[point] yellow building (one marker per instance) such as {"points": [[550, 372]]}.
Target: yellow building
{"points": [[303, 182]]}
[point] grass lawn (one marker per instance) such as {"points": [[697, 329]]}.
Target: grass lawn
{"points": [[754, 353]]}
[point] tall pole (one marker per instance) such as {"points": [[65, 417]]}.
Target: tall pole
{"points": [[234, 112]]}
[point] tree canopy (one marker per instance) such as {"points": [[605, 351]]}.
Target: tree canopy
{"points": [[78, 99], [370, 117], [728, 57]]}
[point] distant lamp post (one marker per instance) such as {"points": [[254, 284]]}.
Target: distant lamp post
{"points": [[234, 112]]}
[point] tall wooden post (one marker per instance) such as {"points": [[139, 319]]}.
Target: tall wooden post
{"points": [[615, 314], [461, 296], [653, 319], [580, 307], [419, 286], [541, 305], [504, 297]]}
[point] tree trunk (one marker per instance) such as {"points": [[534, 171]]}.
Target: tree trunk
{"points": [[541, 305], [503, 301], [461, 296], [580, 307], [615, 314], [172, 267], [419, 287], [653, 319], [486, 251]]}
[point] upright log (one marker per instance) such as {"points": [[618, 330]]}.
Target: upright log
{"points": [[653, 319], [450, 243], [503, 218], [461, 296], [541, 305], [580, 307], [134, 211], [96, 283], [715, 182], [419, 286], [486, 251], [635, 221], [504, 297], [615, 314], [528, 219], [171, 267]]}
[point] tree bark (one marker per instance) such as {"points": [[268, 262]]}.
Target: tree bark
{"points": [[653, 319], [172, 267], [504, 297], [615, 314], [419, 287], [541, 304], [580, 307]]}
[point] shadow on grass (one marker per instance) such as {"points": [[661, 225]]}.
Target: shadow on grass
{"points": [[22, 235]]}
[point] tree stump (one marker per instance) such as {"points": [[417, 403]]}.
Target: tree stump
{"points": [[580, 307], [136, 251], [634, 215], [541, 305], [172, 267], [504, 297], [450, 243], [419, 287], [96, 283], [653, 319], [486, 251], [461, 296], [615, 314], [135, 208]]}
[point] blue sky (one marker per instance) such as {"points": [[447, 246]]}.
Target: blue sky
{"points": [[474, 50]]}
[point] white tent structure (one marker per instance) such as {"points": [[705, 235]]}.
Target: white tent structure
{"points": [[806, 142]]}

- - - -

Set down, from the entries above, exactly the lines from the one with "Target: tree canopy" up to and including the one with "[point] shadow on", and no other lines.

Result for this task
Target: tree canopy
{"points": [[78, 99], [370, 117], [728, 57]]}
[point] distant lamp post (one marker per instance) such as {"points": [[254, 284]]}.
Target: distant lamp post
{"points": [[234, 112]]}
[point] tall wooden post (one marker per instance) such as {"points": [[139, 319]]}.
Target: tall wooden post
{"points": [[615, 314], [461, 296], [653, 319], [580, 307], [419, 286], [541, 305], [504, 297]]}
[point] tree trunk (one marker per instance) such as {"points": [[534, 171]]}.
Target: tree trunk
{"points": [[541, 305], [503, 301], [461, 296], [580, 307], [615, 314], [172, 267], [419, 287], [653, 319], [486, 251]]}
[point] upright log (one marker per instance) such as {"points": [[618, 330]]}.
Target: upright log
{"points": [[653, 319], [450, 243], [503, 218], [461, 296], [541, 305], [580, 307], [134, 211], [96, 283], [715, 182], [419, 286], [486, 251], [635, 221], [504, 297], [615, 314], [528, 219], [171, 267]]}
[point] tree bark (one marker per instance) such as {"points": [[268, 262]]}.
Target: tree bark
{"points": [[653, 319], [172, 267], [504, 297], [615, 314], [419, 287], [541, 304], [580, 307]]}
[point] shadow on grass (one marker per instance) such as {"points": [[661, 225]]}.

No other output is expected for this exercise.